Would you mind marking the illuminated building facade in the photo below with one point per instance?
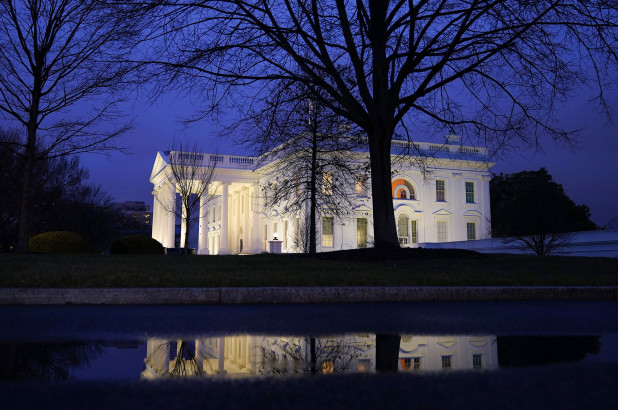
(440, 194)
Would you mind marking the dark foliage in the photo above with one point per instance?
(397, 254)
(44, 361)
(137, 244)
(59, 242)
(532, 208)
(530, 202)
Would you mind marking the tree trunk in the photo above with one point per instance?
(384, 231)
(313, 193)
(187, 223)
(23, 234)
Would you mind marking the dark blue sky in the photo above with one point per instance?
(589, 174)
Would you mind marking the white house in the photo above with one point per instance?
(352, 353)
(440, 194)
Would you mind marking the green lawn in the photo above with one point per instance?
(409, 268)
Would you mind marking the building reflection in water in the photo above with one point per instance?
(269, 355)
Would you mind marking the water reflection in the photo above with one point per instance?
(260, 355)
(44, 361)
(277, 355)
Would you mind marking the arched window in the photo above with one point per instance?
(402, 229)
(403, 189)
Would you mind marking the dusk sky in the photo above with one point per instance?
(589, 175)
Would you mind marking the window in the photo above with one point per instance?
(471, 231)
(327, 231)
(402, 229)
(477, 361)
(361, 185)
(403, 189)
(327, 183)
(414, 231)
(411, 363)
(440, 192)
(470, 192)
(364, 365)
(361, 232)
(442, 231)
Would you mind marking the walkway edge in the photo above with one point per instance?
(281, 295)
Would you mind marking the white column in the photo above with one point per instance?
(170, 216)
(220, 355)
(245, 219)
(485, 222)
(183, 225)
(202, 242)
(256, 242)
(224, 250)
(456, 230)
(156, 222)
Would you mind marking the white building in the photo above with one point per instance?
(278, 355)
(439, 195)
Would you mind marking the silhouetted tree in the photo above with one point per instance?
(494, 71)
(535, 210)
(313, 156)
(192, 174)
(55, 55)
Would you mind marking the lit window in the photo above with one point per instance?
(414, 231)
(285, 234)
(327, 183)
(364, 365)
(471, 231)
(403, 189)
(442, 231)
(328, 366)
(440, 192)
(477, 361)
(361, 232)
(402, 229)
(327, 231)
(470, 192)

━━━━━━━━━━

- [OBJECTIVE] Please copy out every entry above word for word, leaving out the picture.

- [RESULT]
Would you mind marking the illuminated building facade in the photo below with one point per instance?
(440, 194)
Would you mind marking the dark foliage in the photo above with one point per instance?
(397, 254)
(44, 361)
(137, 244)
(59, 242)
(532, 208)
(530, 202)
Would you mind marking the tree trunk in the photo above with one point per instance?
(384, 231)
(313, 193)
(187, 223)
(23, 234)
Would you mind marking the dark blue sky in the photo above with one point per instance?
(589, 174)
Would you mind marking the white house in the photo above with one point per instance?
(352, 353)
(440, 194)
Would you mind marking the green lawn in the photo above with one point per instance?
(409, 268)
Would you mind marking the building reflection in water in the photo above with one point per instance?
(269, 355)
Would you mind marking the water reflection in the photo above with one point per instance?
(260, 355)
(44, 361)
(277, 355)
Would you mind marking the arched window in the photo above with one point per instance?
(402, 229)
(403, 189)
Would you mind marking the dusk sky in the photo above with one point per instance?
(589, 175)
Would you mind marking the window in the photo above with one point per instance?
(471, 231)
(327, 231)
(402, 229)
(477, 361)
(361, 185)
(403, 189)
(327, 183)
(414, 231)
(411, 363)
(440, 192)
(470, 192)
(364, 365)
(361, 232)
(442, 231)
Would you mind marking the walkway edge in the photo above with one point per instance?
(281, 295)
Would you mind marking the white column in the photo above with one point per instance?
(170, 216)
(220, 355)
(245, 219)
(485, 222)
(183, 225)
(202, 242)
(256, 242)
(224, 250)
(456, 230)
(156, 222)
Would you mind marking the white building in the photo above with one point per instance?
(278, 355)
(439, 195)
Would you mind marking the silhouetted tree in the photo above with one point per instance?
(494, 71)
(535, 210)
(313, 156)
(192, 174)
(55, 55)
Would you mind marking the lit window in the photo above with one point per instance?
(414, 231)
(285, 234)
(327, 183)
(364, 365)
(471, 231)
(403, 189)
(442, 231)
(328, 366)
(440, 192)
(477, 361)
(361, 232)
(402, 229)
(327, 231)
(470, 192)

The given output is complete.